Exercise prompt ::
Please gather every line in the rows below that contains the word "blossoms", copying each one in full. Case counts, so match only that exact capitalization.

Coordinate labeling data
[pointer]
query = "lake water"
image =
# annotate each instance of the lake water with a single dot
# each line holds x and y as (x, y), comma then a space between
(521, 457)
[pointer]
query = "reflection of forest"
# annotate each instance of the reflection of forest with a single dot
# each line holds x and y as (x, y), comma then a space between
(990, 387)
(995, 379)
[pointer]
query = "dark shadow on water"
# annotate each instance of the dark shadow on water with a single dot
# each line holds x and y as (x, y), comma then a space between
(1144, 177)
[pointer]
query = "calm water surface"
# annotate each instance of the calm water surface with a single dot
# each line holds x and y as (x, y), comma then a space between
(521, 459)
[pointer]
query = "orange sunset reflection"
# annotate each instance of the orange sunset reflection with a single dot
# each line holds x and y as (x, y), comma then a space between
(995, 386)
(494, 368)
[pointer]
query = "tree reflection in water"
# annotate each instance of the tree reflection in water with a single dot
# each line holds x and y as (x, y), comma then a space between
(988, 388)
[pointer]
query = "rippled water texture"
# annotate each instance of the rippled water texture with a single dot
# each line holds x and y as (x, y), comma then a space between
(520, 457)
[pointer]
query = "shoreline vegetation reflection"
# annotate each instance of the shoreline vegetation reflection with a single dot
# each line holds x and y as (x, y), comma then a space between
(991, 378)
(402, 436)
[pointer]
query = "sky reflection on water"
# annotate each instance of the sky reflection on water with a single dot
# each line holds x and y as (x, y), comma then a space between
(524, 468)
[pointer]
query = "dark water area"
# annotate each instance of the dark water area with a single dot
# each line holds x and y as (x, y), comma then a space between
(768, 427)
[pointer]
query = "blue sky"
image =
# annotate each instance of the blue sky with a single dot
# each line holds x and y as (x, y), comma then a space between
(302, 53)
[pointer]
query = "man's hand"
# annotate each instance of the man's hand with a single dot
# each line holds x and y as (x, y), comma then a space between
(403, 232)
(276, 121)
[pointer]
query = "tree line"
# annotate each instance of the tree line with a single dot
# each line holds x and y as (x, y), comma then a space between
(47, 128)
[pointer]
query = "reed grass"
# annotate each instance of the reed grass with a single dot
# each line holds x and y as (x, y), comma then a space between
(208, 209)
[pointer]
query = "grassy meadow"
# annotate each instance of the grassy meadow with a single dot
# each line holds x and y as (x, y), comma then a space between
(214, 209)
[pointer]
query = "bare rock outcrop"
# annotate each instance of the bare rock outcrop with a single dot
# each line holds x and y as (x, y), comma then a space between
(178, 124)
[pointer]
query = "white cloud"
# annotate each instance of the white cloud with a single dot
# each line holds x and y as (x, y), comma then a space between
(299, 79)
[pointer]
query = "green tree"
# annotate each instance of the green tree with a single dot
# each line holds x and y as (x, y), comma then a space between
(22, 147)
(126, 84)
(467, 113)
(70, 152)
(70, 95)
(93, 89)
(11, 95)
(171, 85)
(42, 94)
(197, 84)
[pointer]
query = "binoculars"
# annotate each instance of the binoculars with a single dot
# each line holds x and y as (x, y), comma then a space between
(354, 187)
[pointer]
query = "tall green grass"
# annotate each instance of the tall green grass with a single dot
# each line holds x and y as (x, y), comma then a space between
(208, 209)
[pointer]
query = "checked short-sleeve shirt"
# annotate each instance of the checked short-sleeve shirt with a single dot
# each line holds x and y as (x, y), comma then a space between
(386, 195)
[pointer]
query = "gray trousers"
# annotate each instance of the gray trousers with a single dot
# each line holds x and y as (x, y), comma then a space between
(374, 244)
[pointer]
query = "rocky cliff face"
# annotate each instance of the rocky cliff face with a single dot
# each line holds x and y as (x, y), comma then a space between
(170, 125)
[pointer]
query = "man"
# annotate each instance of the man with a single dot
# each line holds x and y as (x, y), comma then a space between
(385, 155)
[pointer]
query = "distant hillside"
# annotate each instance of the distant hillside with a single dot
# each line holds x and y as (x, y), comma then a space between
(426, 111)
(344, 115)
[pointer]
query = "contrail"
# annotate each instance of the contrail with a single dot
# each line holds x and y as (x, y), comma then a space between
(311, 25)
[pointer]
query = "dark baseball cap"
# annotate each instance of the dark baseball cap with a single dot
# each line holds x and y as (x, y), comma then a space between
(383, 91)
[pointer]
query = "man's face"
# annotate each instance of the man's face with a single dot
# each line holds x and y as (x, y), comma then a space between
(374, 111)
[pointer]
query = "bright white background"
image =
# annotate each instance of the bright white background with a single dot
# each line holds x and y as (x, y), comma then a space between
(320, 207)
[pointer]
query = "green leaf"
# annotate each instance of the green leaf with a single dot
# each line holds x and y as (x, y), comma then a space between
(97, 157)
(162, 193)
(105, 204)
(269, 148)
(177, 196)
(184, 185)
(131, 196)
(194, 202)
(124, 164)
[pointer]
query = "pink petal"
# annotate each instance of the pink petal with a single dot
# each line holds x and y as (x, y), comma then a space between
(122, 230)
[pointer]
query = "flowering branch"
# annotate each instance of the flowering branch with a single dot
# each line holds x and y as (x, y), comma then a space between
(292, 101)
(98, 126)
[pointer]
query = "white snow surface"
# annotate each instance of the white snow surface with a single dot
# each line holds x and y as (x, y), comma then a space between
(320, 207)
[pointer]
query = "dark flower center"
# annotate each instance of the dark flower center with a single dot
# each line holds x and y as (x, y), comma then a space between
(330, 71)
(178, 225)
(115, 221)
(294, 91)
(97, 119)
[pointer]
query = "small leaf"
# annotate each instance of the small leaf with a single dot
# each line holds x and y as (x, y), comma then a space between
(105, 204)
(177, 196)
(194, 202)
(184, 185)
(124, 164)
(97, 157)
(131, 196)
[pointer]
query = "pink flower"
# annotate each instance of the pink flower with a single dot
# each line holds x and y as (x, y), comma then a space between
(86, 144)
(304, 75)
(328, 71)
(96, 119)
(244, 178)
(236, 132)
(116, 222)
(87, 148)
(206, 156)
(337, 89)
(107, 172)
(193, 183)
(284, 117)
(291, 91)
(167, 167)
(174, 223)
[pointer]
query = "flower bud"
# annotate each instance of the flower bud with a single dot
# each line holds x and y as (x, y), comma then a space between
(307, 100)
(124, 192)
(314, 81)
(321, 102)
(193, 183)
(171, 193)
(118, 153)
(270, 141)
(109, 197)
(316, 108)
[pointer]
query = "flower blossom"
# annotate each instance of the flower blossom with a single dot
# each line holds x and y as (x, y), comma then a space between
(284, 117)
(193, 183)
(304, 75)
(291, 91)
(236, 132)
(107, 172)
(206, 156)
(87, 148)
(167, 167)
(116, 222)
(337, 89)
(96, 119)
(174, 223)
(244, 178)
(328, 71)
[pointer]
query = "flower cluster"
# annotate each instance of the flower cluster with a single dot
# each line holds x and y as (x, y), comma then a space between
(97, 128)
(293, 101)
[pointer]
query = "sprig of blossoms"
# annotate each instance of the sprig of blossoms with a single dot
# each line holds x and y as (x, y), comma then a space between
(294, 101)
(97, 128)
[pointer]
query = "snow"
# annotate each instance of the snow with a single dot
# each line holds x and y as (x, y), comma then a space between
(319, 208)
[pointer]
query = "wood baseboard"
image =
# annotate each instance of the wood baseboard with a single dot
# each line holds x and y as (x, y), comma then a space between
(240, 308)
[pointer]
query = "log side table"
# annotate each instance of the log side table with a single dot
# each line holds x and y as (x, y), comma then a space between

Task output ::
query = "sprig of blossoms"
# annotate each instance of the sprig of blossoms with a single dot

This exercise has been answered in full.